PASSAGE
The waltz. The tango. The Cha-Cha Slide. There’s a dance for everyone, but what if you couldn’t stop doing it no matter how much you wanted to—as if the power of dance compelled you?

In July 1518, residents of Strasbourg, France, found themselves twisting their lives away when a mystery ailment caused hundreds of people to dance nonstop through the dog days of summer. Talk about burning up the dance floor!

A woman named Frau Troffeta kicked off the dance-a-thon by dazzling crowds with her moves. Onlookers clapped and cheered, invigorated by Troffeta’s presumed joyfulness and energy.

Her grand solo continued for six days straight until dozens of others began to join in and, with that, the dance craze had officially struck the city, claiming 400 victims by August!

While dancing the night away may sound like a grand old-time, it turns out the same cannot be said for months of hysterical shimmying and shaking. This was one dance party even Casey Kasem wouldn’t have wanted in on!

Local physicians were baffled by the occurrence and suggested that those inflicted should be bled. The town nixed this idea and instead determined that those affected should carry on with their jigs until the fever went away. They even constructed a stage and hired professional musicians and dancers to throw an impromptu marathon!

Soon enough, dancers began fainting from exhaustion, with many even dancing themselves to death, having suffered strokes and heart attacks. At one point, 15 people were dying per day from the rigors of constant movement.

[Natural-language object grounding data]
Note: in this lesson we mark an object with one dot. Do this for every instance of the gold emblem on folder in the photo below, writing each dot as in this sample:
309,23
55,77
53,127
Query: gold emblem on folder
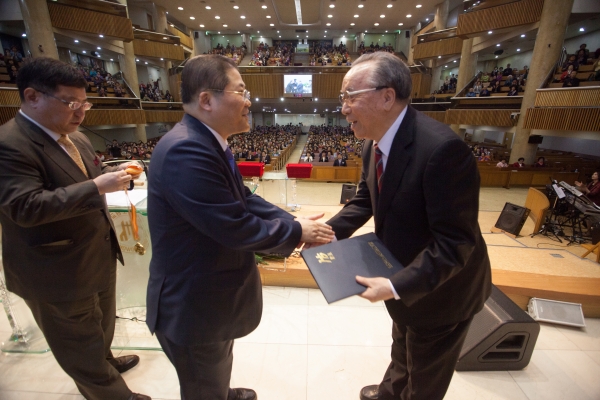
325,257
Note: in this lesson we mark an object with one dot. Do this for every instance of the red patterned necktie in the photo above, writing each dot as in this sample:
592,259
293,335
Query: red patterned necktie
378,165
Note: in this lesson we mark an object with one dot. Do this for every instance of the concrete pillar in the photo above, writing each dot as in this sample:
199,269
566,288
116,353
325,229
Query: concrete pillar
441,15
38,28
548,44
468,65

DIRECTIONS
In the passage on the 1518 Strasbourg dancing outbreak, how many victims had the dance craze claimed by August?

EXERCISE RESPONSE
400